Given exercise: Reproduce the entries below verbatim, every line exactly as it appears.

Source data:
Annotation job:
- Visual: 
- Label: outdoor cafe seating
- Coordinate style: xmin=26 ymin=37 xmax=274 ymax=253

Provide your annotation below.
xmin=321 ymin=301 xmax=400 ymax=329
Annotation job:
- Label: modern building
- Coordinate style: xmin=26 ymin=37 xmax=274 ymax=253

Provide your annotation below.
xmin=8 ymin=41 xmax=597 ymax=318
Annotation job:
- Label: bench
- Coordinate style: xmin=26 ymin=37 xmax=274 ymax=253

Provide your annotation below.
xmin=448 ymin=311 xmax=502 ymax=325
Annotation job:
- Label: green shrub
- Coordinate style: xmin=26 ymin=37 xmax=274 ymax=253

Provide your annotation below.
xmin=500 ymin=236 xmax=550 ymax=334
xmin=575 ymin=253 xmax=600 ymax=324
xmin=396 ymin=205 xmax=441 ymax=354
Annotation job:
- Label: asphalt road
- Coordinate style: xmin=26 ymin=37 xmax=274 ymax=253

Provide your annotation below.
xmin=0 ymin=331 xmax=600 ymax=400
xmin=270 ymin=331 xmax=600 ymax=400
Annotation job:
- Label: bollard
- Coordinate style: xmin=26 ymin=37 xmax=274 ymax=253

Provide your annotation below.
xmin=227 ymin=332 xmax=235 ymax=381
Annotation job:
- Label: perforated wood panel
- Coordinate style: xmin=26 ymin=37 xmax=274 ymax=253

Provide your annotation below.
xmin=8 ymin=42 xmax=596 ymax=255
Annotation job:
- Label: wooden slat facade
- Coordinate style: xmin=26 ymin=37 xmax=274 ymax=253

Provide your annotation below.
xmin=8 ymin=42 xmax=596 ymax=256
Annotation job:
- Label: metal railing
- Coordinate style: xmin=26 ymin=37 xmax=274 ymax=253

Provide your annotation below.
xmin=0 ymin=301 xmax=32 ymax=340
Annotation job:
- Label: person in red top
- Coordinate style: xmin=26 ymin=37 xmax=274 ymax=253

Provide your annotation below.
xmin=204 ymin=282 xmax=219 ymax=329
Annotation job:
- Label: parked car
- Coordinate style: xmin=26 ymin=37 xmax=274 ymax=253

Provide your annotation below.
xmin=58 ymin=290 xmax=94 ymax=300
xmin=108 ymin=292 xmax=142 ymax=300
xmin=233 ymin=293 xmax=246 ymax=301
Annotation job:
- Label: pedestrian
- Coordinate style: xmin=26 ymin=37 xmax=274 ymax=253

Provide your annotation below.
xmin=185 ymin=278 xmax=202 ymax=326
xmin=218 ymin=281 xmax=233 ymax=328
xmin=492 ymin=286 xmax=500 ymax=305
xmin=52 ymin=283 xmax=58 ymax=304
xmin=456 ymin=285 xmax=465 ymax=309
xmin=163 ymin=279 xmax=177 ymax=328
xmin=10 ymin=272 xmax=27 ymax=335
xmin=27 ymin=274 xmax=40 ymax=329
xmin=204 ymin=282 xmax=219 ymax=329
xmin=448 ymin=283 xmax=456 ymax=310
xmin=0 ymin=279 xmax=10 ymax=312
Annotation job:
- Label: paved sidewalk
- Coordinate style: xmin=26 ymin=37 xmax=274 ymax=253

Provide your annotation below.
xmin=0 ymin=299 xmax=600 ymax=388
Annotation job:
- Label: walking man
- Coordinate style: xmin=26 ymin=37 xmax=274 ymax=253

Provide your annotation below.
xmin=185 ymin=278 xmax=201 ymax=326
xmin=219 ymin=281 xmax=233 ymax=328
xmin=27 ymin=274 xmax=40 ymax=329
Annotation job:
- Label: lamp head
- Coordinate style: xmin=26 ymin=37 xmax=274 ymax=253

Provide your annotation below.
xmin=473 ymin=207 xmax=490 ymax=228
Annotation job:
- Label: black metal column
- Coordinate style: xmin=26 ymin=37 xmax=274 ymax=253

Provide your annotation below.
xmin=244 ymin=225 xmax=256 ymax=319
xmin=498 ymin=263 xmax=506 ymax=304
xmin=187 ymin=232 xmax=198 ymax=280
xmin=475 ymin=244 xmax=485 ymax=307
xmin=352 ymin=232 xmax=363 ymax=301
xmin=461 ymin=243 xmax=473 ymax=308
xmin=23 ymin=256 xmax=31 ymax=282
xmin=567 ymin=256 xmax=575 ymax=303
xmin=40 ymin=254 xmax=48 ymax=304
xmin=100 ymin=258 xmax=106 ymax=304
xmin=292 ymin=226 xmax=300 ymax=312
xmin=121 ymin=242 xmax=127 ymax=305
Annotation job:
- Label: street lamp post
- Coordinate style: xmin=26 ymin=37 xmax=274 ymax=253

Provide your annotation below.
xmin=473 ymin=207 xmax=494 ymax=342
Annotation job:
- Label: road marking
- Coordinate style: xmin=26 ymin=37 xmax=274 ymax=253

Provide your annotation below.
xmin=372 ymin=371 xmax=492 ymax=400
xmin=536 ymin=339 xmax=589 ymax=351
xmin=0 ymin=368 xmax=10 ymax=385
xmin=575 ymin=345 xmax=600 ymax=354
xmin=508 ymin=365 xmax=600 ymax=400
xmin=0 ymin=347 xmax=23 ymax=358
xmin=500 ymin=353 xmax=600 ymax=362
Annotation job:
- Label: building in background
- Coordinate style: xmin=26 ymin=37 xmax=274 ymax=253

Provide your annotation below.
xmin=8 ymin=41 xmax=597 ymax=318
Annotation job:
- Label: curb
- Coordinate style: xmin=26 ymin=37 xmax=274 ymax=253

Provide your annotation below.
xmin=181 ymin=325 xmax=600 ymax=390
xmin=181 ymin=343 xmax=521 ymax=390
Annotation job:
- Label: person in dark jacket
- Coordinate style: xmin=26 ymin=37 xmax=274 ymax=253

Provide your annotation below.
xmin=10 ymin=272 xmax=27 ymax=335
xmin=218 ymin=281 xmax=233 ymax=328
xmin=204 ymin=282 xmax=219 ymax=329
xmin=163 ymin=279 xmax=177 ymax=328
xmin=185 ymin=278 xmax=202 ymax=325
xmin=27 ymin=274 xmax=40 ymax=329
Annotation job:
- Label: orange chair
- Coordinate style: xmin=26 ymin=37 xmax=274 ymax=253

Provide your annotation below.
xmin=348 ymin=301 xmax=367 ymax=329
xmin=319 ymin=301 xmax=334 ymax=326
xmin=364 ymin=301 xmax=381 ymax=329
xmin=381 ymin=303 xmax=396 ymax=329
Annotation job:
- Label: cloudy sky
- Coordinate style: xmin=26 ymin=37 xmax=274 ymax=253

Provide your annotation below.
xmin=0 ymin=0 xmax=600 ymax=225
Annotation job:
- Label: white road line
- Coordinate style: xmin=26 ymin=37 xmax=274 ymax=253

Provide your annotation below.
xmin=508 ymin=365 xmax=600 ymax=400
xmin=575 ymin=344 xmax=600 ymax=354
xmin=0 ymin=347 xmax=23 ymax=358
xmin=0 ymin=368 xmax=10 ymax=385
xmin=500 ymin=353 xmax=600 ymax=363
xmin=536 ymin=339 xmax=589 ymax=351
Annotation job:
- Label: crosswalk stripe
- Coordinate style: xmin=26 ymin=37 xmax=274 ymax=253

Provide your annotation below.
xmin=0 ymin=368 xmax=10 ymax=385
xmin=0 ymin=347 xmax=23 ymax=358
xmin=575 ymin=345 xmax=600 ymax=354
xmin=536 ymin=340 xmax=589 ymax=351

Solution to this task:
Annotation job:
- Visual: 
- Label: outdoor cafe seating
- Coordinate style: xmin=26 ymin=37 xmax=274 ymax=253

Provide your annotation below.
xmin=321 ymin=301 xmax=400 ymax=329
Annotation job:
- Label: modern building
- Coordinate style: xmin=26 ymin=37 xmax=274 ymax=253

Provide your annotation below.
xmin=8 ymin=41 xmax=597 ymax=318
Annotation job:
- Label: bench
- Coordinate style: xmin=26 ymin=37 xmax=274 ymax=253

Provide your annotation below.
xmin=448 ymin=311 xmax=502 ymax=325
Annotation job:
- Label: green shrub
- Coordinate style: xmin=26 ymin=37 xmax=274 ymax=253

Provide your annotation below.
xmin=500 ymin=236 xmax=550 ymax=334
xmin=575 ymin=253 xmax=600 ymax=324
xmin=396 ymin=205 xmax=441 ymax=354
Annotation job:
- Label: asphalt road
- Coordinate style: xmin=26 ymin=37 xmax=274 ymax=253

Provide your annotation below.
xmin=0 ymin=331 xmax=600 ymax=400
xmin=270 ymin=331 xmax=600 ymax=400
Annotation job:
- Label: bollard
- Coordinate style: xmin=26 ymin=37 xmax=274 ymax=253

Provide your annotation below.
xmin=227 ymin=332 xmax=235 ymax=381
Annotation job:
- Label: perforated wood panel
- Coordinate style: xmin=26 ymin=37 xmax=274 ymax=253

Provide your annotation below.
xmin=8 ymin=42 xmax=596 ymax=255
Annotation job:
- Label: wooden slat facade
- Coordinate style: xmin=26 ymin=37 xmax=274 ymax=253

Provide your annotation below.
xmin=8 ymin=42 xmax=596 ymax=256
Annotation job:
- Label: metal railing
- Coordinate style: xmin=26 ymin=37 xmax=274 ymax=253

Provide your annotation below.
xmin=0 ymin=301 xmax=32 ymax=340
Annotation job:
- Label: person in red top
- Coordinate style: xmin=26 ymin=37 xmax=274 ymax=253

Provide your annotation below.
xmin=204 ymin=282 xmax=219 ymax=329
Annotation job:
- Label: parked car
- Coordinate style: xmin=26 ymin=37 xmax=274 ymax=253

Provide your annotation below.
xmin=58 ymin=290 xmax=94 ymax=300
xmin=108 ymin=292 xmax=142 ymax=300
xmin=233 ymin=293 xmax=246 ymax=301
Annotation job:
- Label: pedestrian
- Coordinate style: xmin=26 ymin=37 xmax=274 ymax=253

Provide your annotation below.
xmin=185 ymin=278 xmax=202 ymax=326
xmin=218 ymin=281 xmax=233 ymax=328
xmin=492 ymin=286 xmax=500 ymax=305
xmin=52 ymin=283 xmax=58 ymax=304
xmin=456 ymin=285 xmax=465 ymax=309
xmin=163 ymin=279 xmax=177 ymax=328
xmin=10 ymin=272 xmax=27 ymax=335
xmin=27 ymin=274 xmax=40 ymax=329
xmin=204 ymin=282 xmax=219 ymax=329
xmin=448 ymin=283 xmax=456 ymax=310
xmin=0 ymin=279 xmax=10 ymax=312
Annotation job:
- Label: paved sidewalk
- Coordinate style: xmin=26 ymin=37 xmax=274 ymax=253

Provide your annotation below.
xmin=0 ymin=299 xmax=600 ymax=388
Annotation job:
- Label: walking man
- Coordinate style: xmin=26 ymin=37 xmax=274 ymax=253

Provide your annotation below.
xmin=185 ymin=278 xmax=201 ymax=326
xmin=219 ymin=281 xmax=233 ymax=328
xmin=27 ymin=274 xmax=40 ymax=329
Annotation job:
- Label: lamp head
- Coordinate style: xmin=26 ymin=37 xmax=274 ymax=253

Provide your annotation below.
xmin=473 ymin=207 xmax=490 ymax=228
Annotation job:
- Label: black metal column
- Coordinate style: xmin=26 ymin=37 xmax=274 ymax=253

Provide your annotation below.
xmin=244 ymin=225 xmax=256 ymax=319
xmin=498 ymin=263 xmax=506 ymax=304
xmin=187 ymin=232 xmax=198 ymax=280
xmin=475 ymin=244 xmax=485 ymax=307
xmin=352 ymin=232 xmax=363 ymax=301
xmin=461 ymin=243 xmax=473 ymax=308
xmin=23 ymin=256 xmax=31 ymax=282
xmin=567 ymin=256 xmax=575 ymax=303
xmin=40 ymin=254 xmax=48 ymax=304
xmin=100 ymin=258 xmax=106 ymax=304
xmin=292 ymin=226 xmax=300 ymax=312
xmin=121 ymin=242 xmax=127 ymax=305
Annotation job:
- Label: street lamp post
- Coordinate style: xmin=26 ymin=37 xmax=274 ymax=253

Provide your annotation below.
xmin=473 ymin=207 xmax=494 ymax=342
Annotation job:
- Label: road marking
- Coordinate style: xmin=26 ymin=37 xmax=274 ymax=253

Provide your annotation below.
xmin=372 ymin=371 xmax=492 ymax=400
xmin=536 ymin=339 xmax=589 ymax=351
xmin=0 ymin=368 xmax=10 ymax=385
xmin=575 ymin=345 xmax=600 ymax=354
xmin=508 ymin=365 xmax=600 ymax=400
xmin=0 ymin=347 xmax=23 ymax=358
xmin=500 ymin=353 xmax=600 ymax=362
Annotation job:
- Label: building in background
- Coordinate style: xmin=26 ymin=37 xmax=274 ymax=253

Provide your annotation below.
xmin=8 ymin=41 xmax=597 ymax=318
Annotation job:
- Label: curb
- Coordinate style: xmin=26 ymin=37 xmax=274 ymax=253

Provide your annotation below.
xmin=181 ymin=325 xmax=600 ymax=390
xmin=181 ymin=343 xmax=521 ymax=390
Annotation job:
- Label: person in dark jacket
- Coordinate style: xmin=26 ymin=37 xmax=274 ymax=253

Provide your annotation below.
xmin=10 ymin=272 xmax=27 ymax=335
xmin=218 ymin=281 xmax=233 ymax=328
xmin=204 ymin=282 xmax=219 ymax=329
xmin=163 ymin=279 xmax=177 ymax=328
xmin=185 ymin=278 xmax=202 ymax=325
xmin=27 ymin=274 xmax=40 ymax=329
Annotation job:
- Label: orange chair
- Coordinate style: xmin=26 ymin=37 xmax=274 ymax=253

Provide your annotation below.
xmin=348 ymin=301 xmax=367 ymax=329
xmin=319 ymin=301 xmax=334 ymax=326
xmin=364 ymin=301 xmax=381 ymax=329
xmin=381 ymin=303 xmax=396 ymax=329
Annotation job:
- Label: cloudy sky
- Coordinate style: xmin=26 ymin=37 xmax=274 ymax=253

Provide your annotation below.
xmin=0 ymin=0 xmax=600 ymax=225
Annotation job:
- Label: white road line
- Coordinate style: xmin=26 ymin=37 xmax=274 ymax=253

Provide your annotation below.
xmin=508 ymin=365 xmax=600 ymax=400
xmin=575 ymin=344 xmax=600 ymax=354
xmin=0 ymin=347 xmax=23 ymax=358
xmin=0 ymin=368 xmax=10 ymax=385
xmin=500 ymin=353 xmax=600 ymax=363
xmin=536 ymin=339 xmax=589 ymax=351
Annotation job:
- Label: crosswalk stripe
- Coordinate style: xmin=26 ymin=37 xmax=274 ymax=253

Provide your annotation below.
xmin=0 ymin=368 xmax=10 ymax=385
xmin=0 ymin=347 xmax=23 ymax=358
xmin=575 ymin=345 xmax=600 ymax=354
xmin=536 ymin=340 xmax=589 ymax=351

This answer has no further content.